_Set task_.
Pull out every line of the material below that contains the string "hair", and copy each one in full.

_Records of labeled boxes_.
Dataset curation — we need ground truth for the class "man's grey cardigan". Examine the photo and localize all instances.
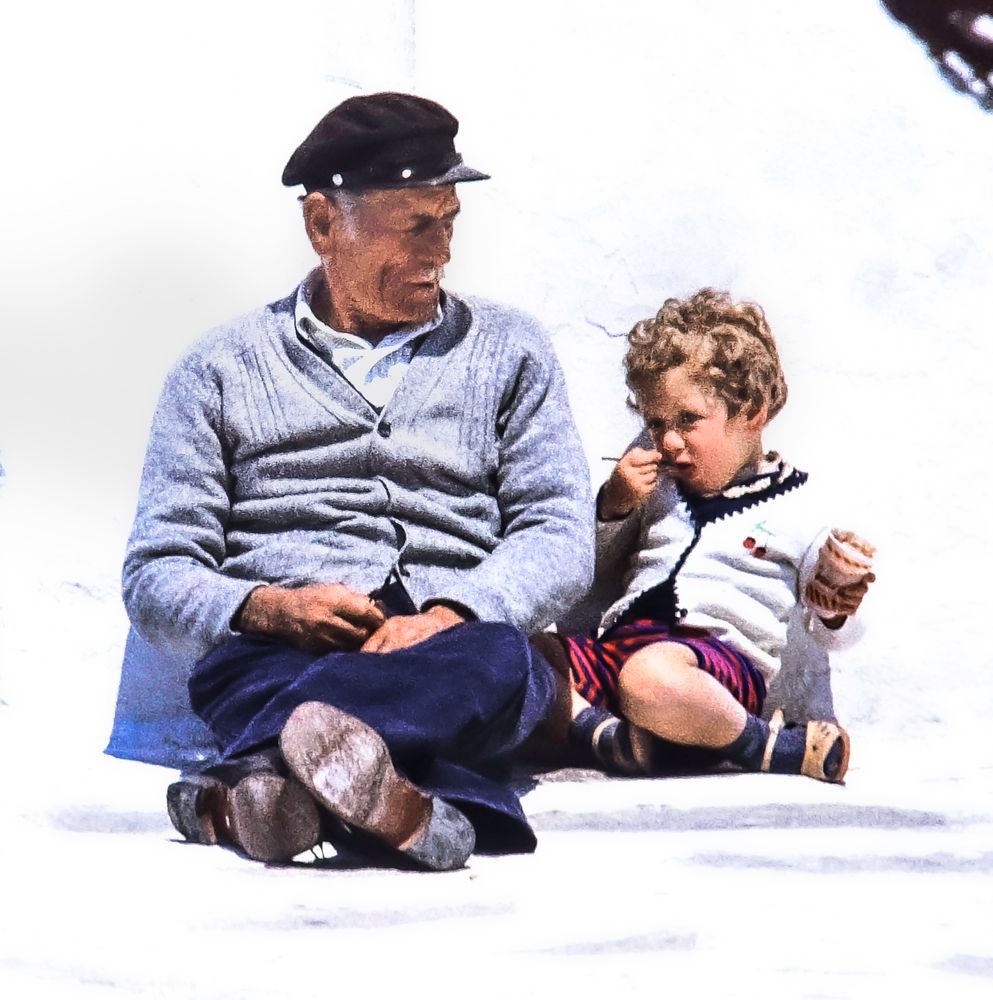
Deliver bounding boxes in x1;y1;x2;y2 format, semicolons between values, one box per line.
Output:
123;295;593;661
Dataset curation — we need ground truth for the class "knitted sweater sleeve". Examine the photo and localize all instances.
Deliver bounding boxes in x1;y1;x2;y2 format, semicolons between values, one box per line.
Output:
416;329;593;631
122;354;258;659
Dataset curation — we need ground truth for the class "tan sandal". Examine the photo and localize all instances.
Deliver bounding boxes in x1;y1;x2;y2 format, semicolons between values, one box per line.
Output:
762;708;851;784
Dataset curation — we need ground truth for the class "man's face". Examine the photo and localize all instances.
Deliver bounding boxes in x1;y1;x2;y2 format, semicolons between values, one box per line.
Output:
330;184;459;326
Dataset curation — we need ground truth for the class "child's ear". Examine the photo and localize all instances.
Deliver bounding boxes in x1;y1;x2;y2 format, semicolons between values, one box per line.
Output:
745;403;769;431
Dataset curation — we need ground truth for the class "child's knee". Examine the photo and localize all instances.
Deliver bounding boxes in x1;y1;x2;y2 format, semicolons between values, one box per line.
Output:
618;642;699;709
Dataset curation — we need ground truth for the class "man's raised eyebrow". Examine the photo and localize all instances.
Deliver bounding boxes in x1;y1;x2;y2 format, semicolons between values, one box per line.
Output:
410;207;462;226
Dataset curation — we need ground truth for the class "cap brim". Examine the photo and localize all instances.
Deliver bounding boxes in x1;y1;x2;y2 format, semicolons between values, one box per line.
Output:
420;163;490;187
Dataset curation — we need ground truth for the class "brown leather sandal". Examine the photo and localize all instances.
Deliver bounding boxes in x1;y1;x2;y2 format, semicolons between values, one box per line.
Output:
761;708;851;784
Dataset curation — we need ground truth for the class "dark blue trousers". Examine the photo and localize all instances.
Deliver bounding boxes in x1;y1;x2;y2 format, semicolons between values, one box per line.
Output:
189;622;555;852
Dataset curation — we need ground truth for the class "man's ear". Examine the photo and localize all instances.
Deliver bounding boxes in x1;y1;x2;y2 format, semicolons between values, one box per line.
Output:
745;403;769;431
303;191;338;258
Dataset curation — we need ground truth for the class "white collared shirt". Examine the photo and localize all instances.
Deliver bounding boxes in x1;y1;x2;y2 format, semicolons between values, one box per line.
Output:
294;267;441;410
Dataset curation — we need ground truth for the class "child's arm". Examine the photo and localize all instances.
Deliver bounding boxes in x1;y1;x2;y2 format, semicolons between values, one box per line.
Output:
558;433;661;632
597;445;662;521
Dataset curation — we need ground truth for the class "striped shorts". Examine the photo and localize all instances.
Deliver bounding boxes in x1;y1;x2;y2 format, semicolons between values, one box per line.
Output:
558;618;765;715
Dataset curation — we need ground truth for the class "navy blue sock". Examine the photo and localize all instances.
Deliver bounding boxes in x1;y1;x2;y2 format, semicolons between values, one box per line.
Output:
569;705;644;774
721;713;776;772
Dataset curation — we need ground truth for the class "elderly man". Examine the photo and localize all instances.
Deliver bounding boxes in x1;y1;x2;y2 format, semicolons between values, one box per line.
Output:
120;94;592;869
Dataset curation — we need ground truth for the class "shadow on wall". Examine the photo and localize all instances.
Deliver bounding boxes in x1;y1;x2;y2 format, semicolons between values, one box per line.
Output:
882;0;993;111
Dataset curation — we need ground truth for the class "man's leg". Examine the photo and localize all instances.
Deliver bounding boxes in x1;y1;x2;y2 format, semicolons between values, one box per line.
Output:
190;623;554;850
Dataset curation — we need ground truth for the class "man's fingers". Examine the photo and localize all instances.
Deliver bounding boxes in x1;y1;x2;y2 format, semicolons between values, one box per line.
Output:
328;587;386;629
621;448;662;469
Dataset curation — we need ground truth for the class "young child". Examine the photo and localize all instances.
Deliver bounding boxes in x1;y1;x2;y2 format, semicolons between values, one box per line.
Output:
538;288;875;781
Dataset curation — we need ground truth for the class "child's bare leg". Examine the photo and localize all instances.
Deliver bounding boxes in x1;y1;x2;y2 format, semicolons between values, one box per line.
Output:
620;642;748;749
619;642;848;781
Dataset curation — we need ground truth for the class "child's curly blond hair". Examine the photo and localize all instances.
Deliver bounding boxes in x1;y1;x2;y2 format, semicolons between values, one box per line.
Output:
624;288;787;420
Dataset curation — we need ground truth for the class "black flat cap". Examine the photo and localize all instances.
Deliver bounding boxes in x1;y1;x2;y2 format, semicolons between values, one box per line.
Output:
283;93;489;192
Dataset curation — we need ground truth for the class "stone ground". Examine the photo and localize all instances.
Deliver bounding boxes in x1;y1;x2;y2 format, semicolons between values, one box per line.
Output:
0;706;993;1000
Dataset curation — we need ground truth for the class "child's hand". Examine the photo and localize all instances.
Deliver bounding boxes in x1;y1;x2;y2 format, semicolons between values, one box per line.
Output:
821;573;876;628
598;448;662;521
804;529;876;628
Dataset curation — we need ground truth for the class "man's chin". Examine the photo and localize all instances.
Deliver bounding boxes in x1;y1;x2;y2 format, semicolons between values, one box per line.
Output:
396;285;439;326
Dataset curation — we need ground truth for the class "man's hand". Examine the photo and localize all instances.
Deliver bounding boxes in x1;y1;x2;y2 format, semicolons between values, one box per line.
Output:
597;448;662;521
362;604;465;653
236;583;386;653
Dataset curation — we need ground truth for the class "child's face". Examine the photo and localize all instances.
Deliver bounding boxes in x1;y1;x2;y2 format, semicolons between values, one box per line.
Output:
637;365;766;493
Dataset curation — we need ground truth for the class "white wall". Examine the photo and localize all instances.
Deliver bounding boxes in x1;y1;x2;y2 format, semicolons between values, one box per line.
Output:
0;0;993;752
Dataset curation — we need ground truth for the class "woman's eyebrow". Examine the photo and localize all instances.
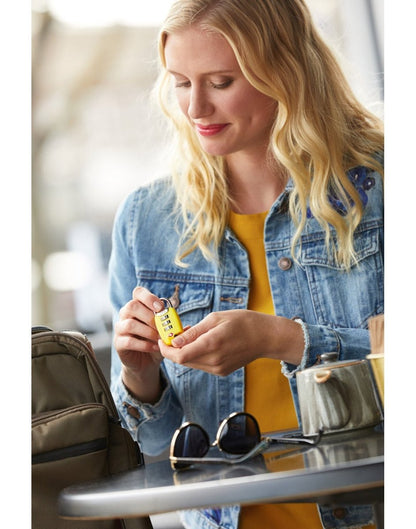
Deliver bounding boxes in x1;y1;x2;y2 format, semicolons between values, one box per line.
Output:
166;68;236;76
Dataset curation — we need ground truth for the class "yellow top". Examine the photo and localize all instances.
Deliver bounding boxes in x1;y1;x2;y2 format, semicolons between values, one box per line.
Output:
230;212;322;529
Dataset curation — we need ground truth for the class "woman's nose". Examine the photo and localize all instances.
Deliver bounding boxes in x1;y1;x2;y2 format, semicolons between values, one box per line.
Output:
188;88;213;119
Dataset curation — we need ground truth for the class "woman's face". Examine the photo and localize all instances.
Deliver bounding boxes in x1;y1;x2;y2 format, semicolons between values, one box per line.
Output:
165;26;277;156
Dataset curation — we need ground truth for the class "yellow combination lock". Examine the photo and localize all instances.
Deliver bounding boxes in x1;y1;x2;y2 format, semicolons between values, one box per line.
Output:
155;298;183;345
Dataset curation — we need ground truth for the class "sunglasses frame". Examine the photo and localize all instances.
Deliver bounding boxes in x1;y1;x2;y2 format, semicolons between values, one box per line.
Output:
169;411;265;470
169;411;323;470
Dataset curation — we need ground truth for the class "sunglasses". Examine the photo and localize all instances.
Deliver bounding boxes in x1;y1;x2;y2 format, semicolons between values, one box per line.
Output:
169;412;321;470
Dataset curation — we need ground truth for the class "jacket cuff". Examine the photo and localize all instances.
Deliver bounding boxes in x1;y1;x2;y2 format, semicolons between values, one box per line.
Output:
115;370;171;439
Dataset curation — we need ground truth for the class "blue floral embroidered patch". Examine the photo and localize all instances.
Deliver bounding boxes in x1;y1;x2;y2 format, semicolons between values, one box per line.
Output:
306;166;376;219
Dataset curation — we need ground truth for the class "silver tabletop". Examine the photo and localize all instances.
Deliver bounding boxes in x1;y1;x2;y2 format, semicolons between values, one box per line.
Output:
58;429;384;519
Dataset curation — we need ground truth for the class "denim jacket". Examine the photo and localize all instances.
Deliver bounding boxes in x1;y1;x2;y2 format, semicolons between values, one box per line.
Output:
110;168;384;529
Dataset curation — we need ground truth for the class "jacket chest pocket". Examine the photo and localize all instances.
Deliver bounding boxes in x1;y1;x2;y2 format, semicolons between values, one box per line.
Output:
300;229;383;328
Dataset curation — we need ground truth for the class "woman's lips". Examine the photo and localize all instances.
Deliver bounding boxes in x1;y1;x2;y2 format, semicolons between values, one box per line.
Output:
195;123;228;136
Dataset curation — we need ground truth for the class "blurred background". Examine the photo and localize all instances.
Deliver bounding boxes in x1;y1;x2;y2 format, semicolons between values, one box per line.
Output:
31;0;384;380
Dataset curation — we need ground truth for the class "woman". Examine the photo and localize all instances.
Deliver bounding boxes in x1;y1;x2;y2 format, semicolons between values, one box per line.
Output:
110;0;383;529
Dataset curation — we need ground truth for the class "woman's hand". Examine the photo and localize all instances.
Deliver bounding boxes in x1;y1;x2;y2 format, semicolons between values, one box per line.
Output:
114;287;164;402
159;310;304;376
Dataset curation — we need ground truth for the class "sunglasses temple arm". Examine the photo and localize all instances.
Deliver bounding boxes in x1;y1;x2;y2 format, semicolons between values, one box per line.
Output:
269;430;322;446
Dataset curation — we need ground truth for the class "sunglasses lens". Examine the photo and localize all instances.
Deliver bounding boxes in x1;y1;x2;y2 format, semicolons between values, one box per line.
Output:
218;413;260;454
172;424;209;464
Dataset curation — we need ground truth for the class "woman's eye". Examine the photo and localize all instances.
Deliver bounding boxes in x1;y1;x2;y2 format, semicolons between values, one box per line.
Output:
211;79;232;89
175;81;191;88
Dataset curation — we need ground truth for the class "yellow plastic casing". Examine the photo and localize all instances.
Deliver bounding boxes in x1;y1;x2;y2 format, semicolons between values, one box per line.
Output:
155;307;183;345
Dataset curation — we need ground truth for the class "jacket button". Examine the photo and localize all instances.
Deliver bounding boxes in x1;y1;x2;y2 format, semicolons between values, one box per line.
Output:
334;507;347;520
278;257;292;270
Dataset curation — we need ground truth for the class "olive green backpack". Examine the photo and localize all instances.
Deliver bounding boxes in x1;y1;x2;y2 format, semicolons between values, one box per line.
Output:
32;327;152;529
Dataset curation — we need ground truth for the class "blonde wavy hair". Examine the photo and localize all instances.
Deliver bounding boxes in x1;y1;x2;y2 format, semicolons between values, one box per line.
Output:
157;0;384;269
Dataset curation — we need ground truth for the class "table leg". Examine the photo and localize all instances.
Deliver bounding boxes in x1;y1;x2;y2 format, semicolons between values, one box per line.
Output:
373;502;384;529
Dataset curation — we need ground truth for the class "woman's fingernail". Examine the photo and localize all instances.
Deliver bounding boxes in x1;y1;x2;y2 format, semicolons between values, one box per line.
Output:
172;336;185;347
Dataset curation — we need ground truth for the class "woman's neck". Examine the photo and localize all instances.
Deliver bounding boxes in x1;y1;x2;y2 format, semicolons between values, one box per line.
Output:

_Answer to this exercise_.
Dataset curation — we need ground truth for the class "child's curly blond hair". Examine the photo and localize all instances.
Dataset curation — we need ground truth for the class "blonde wavy hair". Examine the photo and localize all instances.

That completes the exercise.